- _PROBLEM SET_:
**a)** Answer these questions from the puppy-naming thread below:
(i) About how old will the puppy be when czarina gets her?
(ii) What longer name does 8batch suggest, with Panda as its short form?
(iii) Which name does czarina say sounds cute as a nickname?
**b)** Repeat the puppy-naming thread below word for word, from "She does look like a" up to and including "(May 29, 2005)".

- _DOCUMENT PASSAGE_:
>> start

# 3 more days...



## czarina (Oct 5, 2004)

Next weekend I will be getting this puppy. She is 9 weeks in these pictures, and will be close to 11 weeks when I get her. I am not sure about a name yet, but so far I like the name Panda (based on her colors) BUT that also happens to be the name of my bf's dog. Do you think it would be weird naming her that anyway?

Anyway, here are the pictures!


----------



## Nona (Mar 27, 2005)

Awww what a cute little pup!!
I like the name panda too, I don't think it'd be too weird....it suits her!


----------



## KJsChihuahuas (Jan 6, 2005)

Love her colour!!!


----------



## jennifer (Mar 17, 2005)

She has beautiful couloring that name will really fit her. *GOOD* *LUCK *:wave:


----------



## xx-nathalie-xx (Jan 10, 2005)

aww panda is great !! she's stunning

kisses nat


----------



## Gadget's Mom (Jan 14, 2005)

such a sweet little girl.. You could always call her lil panda and your bf could call his dog big panda... hehehhe


----------



## fizzy n kirbys mum (Jan 17, 2005)

She is perfect  I love the name ' lil panda '


----------



## SC (Oct 15, 2004)

Aww she is SO CUTE!!!!  I think Panda is a perfect name for her.


----------



## czarina (Oct 5, 2004)

Ooh, I like Little Panda!

Thanks for the comments everyone. 8)


----------



## Louis (Jan 25, 2005)

Congrats  I know the fun and excitement of having a new pup..I am sure u will enjoy it too.


----------



## Sophie's Mom (May 11, 2004)

She's a beautiful pup ! :love5:


----------



## luv4mygirls (Feb 20, 2005)

how about Pandy? it's the same but different ya know..... she is very cute!


----------



## xfayex (Apr 4, 2005)

omg she is gorgeous!!!!!!!


----------



## luvmydogs (May 13, 2005)

To darn cute for words. I like the name Panda too. She sure does look like a little Panda Bear.

Leslie


----------



## czarina (Oct 5, 2004)

Pandy sounds cute as a nickname.


----------



## ilovesadie (Jun 1, 2004)

Panda suits her perfectly!! Shes absolutely adorable!


----------



## Vanessa (May 16, 2005)

She does look like a little panda bear!! What a cuttie. You will have so much fun when you get her home. Congrats!


----------



## Mr Bigs Mummy (May 29, 2005)

Beautiful baby  oooh I bet you cannot wait to get her home for a cuddle :lol:


----------



## sjc (Jan 14, 2005)

She is just adorable! I like the name Panda also! Congratulations!

sandra
www.chloescustomharness.com


----------



## czarina (Oct 5, 2004)

Thank you.

Now let's just see how Baby will react to a new sister. 8)


----------



## CooperChi (Dec 16, 2004)

She is adorable!!! Great name too! But I think if you and your bf are very serious or living together (or planning on it) it might be confusing to have 2 panda's in the house :wink:


----------



## carachi (Mar 20, 2005)

Counting is a baad idea. It'll b=make the days go from, 4, 3, 2 to 2, 3, 4, 5


----------



## 8batch (Mar 11, 2005)

*Panda*

She is beautiful. I love the name Panda and she does look like Panda or .... Pandora and call her Panda for short? 

But whatever you call her, she is a beauty.


----------



## chimommy (Jun 29, 2005)

Awwww!!! She is so adorable!!! What a precious little face! 

I love the name Panda. Fits her perfectly!!


----------



## czarina (Oct 5, 2004)

Only 3 more days! 8)


----------

>> end

- _DATA PROVIDED_:
>> start

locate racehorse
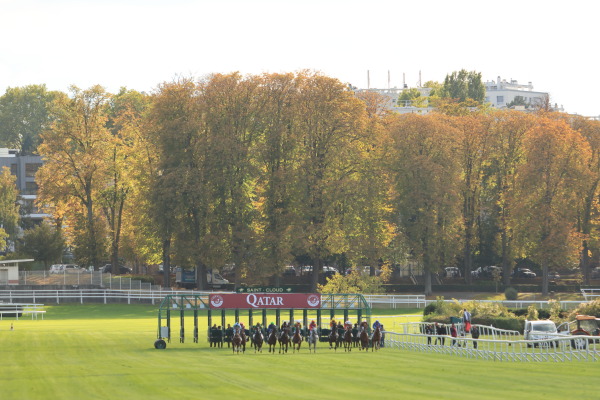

>> end

- _EXPECTED RESPONSES_:
**a)**
(i) Close to 11 weeks.
(ii) Pandora.
(iii) Pandy.

**b)**
She does look like a little panda bear!! What a cuttie. You will have so much fun when you get her home. Congrats!


----------



## Mr Bigs Mummy (May 29, 2005)